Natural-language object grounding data
'''
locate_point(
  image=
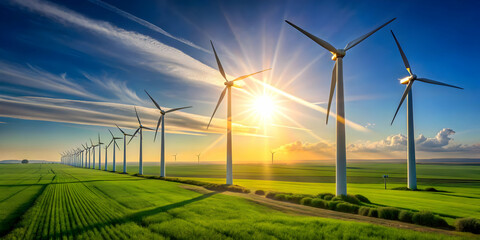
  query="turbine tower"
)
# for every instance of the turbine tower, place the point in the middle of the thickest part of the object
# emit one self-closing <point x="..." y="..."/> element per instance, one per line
<point x="140" y="128"/>
<point x="273" y="153"/>
<point x="124" y="148"/>
<point x="106" y="157"/>
<point x="162" y="120"/>
<point x="99" y="153"/>
<point x="114" y="140"/>
<point x="337" y="81"/>
<point x="411" y="162"/>
<point x="228" y="90"/>
<point x="93" y="152"/>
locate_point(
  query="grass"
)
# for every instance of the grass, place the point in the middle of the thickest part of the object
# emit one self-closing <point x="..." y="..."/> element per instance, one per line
<point x="74" y="203"/>
<point x="459" y="185"/>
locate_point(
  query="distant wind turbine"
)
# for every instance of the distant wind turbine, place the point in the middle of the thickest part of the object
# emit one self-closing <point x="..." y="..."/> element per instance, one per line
<point x="93" y="153"/>
<point x="411" y="163"/>
<point x="114" y="140"/>
<point x="228" y="90"/>
<point x="99" y="153"/>
<point x="124" y="148"/>
<point x="337" y="80"/>
<point x="273" y="153"/>
<point x="162" y="120"/>
<point x="139" y="129"/>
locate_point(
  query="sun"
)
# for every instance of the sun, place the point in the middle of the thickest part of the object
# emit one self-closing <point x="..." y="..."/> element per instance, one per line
<point x="264" y="106"/>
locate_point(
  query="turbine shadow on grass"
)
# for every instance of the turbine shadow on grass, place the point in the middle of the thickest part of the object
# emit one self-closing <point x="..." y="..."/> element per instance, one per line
<point x="135" y="217"/>
<point x="88" y="181"/>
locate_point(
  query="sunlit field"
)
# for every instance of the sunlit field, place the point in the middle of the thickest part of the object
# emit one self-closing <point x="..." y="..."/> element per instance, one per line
<point x="459" y="184"/>
<point x="62" y="202"/>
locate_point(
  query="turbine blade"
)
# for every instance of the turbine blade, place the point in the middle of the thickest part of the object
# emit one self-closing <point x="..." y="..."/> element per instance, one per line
<point x="405" y="60"/>
<point x="156" y="104"/>
<point x="133" y="135"/>
<point x="120" y="129"/>
<point x="158" y="124"/>
<point x="322" y="43"/>
<point x="218" y="103"/>
<point x="175" y="109"/>
<point x="332" y="89"/>
<point x="136" y="113"/>
<point x="407" y="89"/>
<point x="246" y="76"/>
<point x="220" y="68"/>
<point x="360" y="39"/>
<point x="426" y="80"/>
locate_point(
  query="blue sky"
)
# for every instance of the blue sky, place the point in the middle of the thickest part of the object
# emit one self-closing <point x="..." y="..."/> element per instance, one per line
<point x="70" y="69"/>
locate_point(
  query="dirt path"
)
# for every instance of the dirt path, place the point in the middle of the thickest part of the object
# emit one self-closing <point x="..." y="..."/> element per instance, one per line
<point x="297" y="209"/>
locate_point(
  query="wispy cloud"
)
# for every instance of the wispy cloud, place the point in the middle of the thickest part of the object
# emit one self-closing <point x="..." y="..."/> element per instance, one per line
<point x="442" y="142"/>
<point x="107" y="114"/>
<point x="155" y="55"/>
<point x="35" y="77"/>
<point x="144" y="23"/>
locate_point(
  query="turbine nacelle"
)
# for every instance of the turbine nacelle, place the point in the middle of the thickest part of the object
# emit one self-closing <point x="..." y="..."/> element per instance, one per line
<point x="339" y="54"/>
<point x="408" y="79"/>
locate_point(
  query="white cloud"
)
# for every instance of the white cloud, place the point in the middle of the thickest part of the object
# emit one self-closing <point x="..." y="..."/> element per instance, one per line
<point x="156" y="55"/>
<point x="107" y="114"/>
<point x="442" y="142"/>
<point x="144" y="23"/>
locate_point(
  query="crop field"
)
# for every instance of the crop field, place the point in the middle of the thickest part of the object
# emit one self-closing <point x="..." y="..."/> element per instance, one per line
<point x="459" y="184"/>
<point x="51" y="201"/>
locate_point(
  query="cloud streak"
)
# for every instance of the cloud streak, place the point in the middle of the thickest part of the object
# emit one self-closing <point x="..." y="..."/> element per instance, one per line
<point x="144" y="23"/>
<point x="442" y="142"/>
<point x="155" y="55"/>
<point x="107" y="114"/>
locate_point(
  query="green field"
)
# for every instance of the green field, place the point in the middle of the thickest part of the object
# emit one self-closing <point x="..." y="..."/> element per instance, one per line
<point x="460" y="183"/>
<point x="56" y="201"/>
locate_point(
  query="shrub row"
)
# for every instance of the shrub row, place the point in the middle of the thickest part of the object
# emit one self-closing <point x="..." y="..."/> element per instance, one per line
<point x="210" y="186"/>
<point x="468" y="225"/>
<point x="351" y="204"/>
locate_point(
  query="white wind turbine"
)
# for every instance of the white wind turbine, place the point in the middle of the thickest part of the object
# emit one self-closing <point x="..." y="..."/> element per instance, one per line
<point x="228" y="90"/>
<point x="124" y="148"/>
<point x="162" y="120"/>
<point x="114" y="140"/>
<point x="337" y="80"/>
<point x="93" y="153"/>
<point x="99" y="153"/>
<point x="411" y="163"/>
<point x="140" y="128"/>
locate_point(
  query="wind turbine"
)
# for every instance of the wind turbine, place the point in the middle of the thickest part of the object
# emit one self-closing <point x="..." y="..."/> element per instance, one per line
<point x="93" y="152"/>
<point x="85" y="155"/>
<point x="228" y="90"/>
<point x="411" y="163"/>
<point x="140" y="128"/>
<point x="124" y="148"/>
<point x="114" y="140"/>
<point x="337" y="80"/>
<point x="273" y="153"/>
<point x="99" y="153"/>
<point x="162" y="120"/>
<point x="106" y="156"/>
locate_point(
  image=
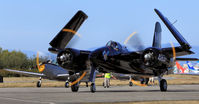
'''
**TASK OBJECTIVE**. The copy must match each record exactly, apart from the images, which stay out.

**WRITTEN SOLUTION**.
locate_point(
  image=
  query="turbine tower"
)
# for every instance of the turbine tower, place the point in the middle of the thickest part of the object
# emit one self-closing <point x="..." y="..."/> element per instance, one per line
<point x="140" y="128"/>
<point x="273" y="153"/>
<point x="124" y="148"/>
<point x="106" y="157"/>
<point x="162" y="120"/>
<point x="99" y="153"/>
<point x="114" y="140"/>
<point x="337" y="81"/>
<point x="411" y="162"/>
<point x="228" y="90"/>
<point x="93" y="152"/>
locate_point(
  query="grass"
)
# for every instance of the grass, place the point in the middle of the thickest part of the object
# emit one self-closing <point x="..." y="..."/> element per instance, one per line
<point x="74" y="203"/>
<point x="459" y="185"/>
locate_point(
  query="distant wind turbine"
)
# for every instance of the distant wind turbine, place the point in the middle of the thickest part of the object
# emit one self-closing <point x="..." y="..."/> element per instance, one per line
<point x="93" y="153"/>
<point x="411" y="163"/>
<point x="114" y="140"/>
<point x="228" y="90"/>
<point x="99" y="153"/>
<point x="124" y="148"/>
<point x="337" y="80"/>
<point x="273" y="153"/>
<point x="162" y="120"/>
<point x="139" y="129"/>
locate_point(
  query="sun"
)
# for every instance of the sun, place the point in the middle of the thickest part of the object
# emit one self-closing <point x="..." y="..."/> element per instance, one per line
<point x="264" y="106"/>
locate_point(
  query="turbine shadow on grass"
)
# for every instance of the turbine shadow on grass, place the point in the middle of the thickest part of the object
# emit one self-closing <point x="..." y="..."/> element per instance, one per line
<point x="135" y="217"/>
<point x="88" y="181"/>
locate_point(
  query="sunlit field"
)
# for every instance of the sunlit field, place the point in the middle of the thickest part of the object
# emit one self-closing <point x="..." y="..."/> element per instance, one per line
<point x="459" y="184"/>
<point x="62" y="202"/>
locate_point(
  query="turbine blade"
)
# for every instance of the turbine blade, place the point in the middle of the thickest part of the object
# emit one self-closing <point x="..." y="..."/> element per instance, one per line
<point x="405" y="60"/>
<point x="156" y="104"/>
<point x="133" y="135"/>
<point x="120" y="129"/>
<point x="158" y="124"/>
<point x="322" y="43"/>
<point x="218" y="103"/>
<point x="175" y="109"/>
<point x="332" y="89"/>
<point x="136" y="113"/>
<point x="407" y="89"/>
<point x="246" y="76"/>
<point x="220" y="68"/>
<point x="360" y="39"/>
<point x="426" y="80"/>
locate_point(
  query="blue sky"
)
# for every instance of the blue sky, place the point in the middle of the thickest part of the object
# emit one self-closing <point x="..." y="..."/> element per instance, one per line
<point x="70" y="69"/>
locate_point(
  query="dirt path"
)
# for every instance of the dirt path, place the point in the middle of the thickest part of the object
# emit one self-closing <point x="..." y="..."/> element per instance, one per line
<point x="297" y="209"/>
locate_point(
  query="wispy cloud"
)
# for every instance of the wispy cloud, place the point in the middle of the thickest part of the object
# emit one self-closing <point x="..." y="..."/> element per instance, one per line
<point x="442" y="142"/>
<point x="107" y="114"/>
<point x="155" y="55"/>
<point x="35" y="77"/>
<point x="144" y="23"/>
locate_point(
  query="turbine nacelle"
)
# for every instance of the turbine nacelle, place the point in the middle of the thickest part of the object
# emit one self-closing <point x="..." y="..."/> element per instance, one per line
<point x="339" y="54"/>
<point x="408" y="79"/>
locate_point(
  query="white cloud"
)
# for every instance of the white cloud, place the point in the middle of the thickest part of the object
# emit one self-closing <point x="..." y="..."/> element per instance, one per line
<point x="156" y="55"/>
<point x="107" y="114"/>
<point x="442" y="142"/>
<point x="144" y="23"/>
locate_point(
  query="crop field"
)
# for every instance of the crop field, place the point in the middle of the thickest part of the object
# emit one self-closing <point x="..." y="..."/> element per instance, one per line
<point x="459" y="184"/>
<point x="51" y="201"/>
locate_point(
  query="cloud streak"
)
# for every instance of the cloud streak, place the point in the middle of the thickest part of the object
# emit one self-closing <point x="..." y="..."/> element per instance, one per line
<point x="144" y="23"/>
<point x="442" y="142"/>
<point x="155" y="55"/>
<point x="107" y="114"/>
locate_point(
  query="green field"
)
# for every instance of the green field, place the point in the middle of the thickest part of the object
# emit one self-closing <point x="..." y="..."/> element per instance, one per line
<point x="460" y="183"/>
<point x="56" y="201"/>
locate_point(
  query="shrub row"
)
# for every instance of the shrub row, place the point in the middle of the thickest part of the object
# emit one self-closing <point x="..." y="..."/> element per instance, one per line
<point x="210" y="186"/>
<point x="468" y="225"/>
<point x="351" y="204"/>
locate_point(
  query="white wind turbine"
)
# for every instance of the white wind turbine, place the point in the middle of the thickest part of the object
# emit one self-closing <point x="..." y="..."/> element per instance, one per line
<point x="228" y="90"/>
<point x="124" y="148"/>
<point x="162" y="120"/>
<point x="114" y="140"/>
<point x="337" y="80"/>
<point x="93" y="153"/>
<point x="99" y="153"/>
<point x="411" y="163"/>
<point x="140" y="128"/>
locate_point(
  query="wind turbine"
)
# for every instance of the wind turbine, place the point in the middle of the thickest part of the object
# emit one self-closing <point x="..." y="..."/> element per instance, one per line
<point x="93" y="152"/>
<point x="85" y="155"/>
<point x="228" y="90"/>
<point x="411" y="163"/>
<point x="140" y="128"/>
<point x="124" y="148"/>
<point x="114" y="140"/>
<point x="337" y="80"/>
<point x="273" y="153"/>
<point x="99" y="153"/>
<point x="162" y="120"/>
<point x="106" y="156"/>
locate_point(
  image=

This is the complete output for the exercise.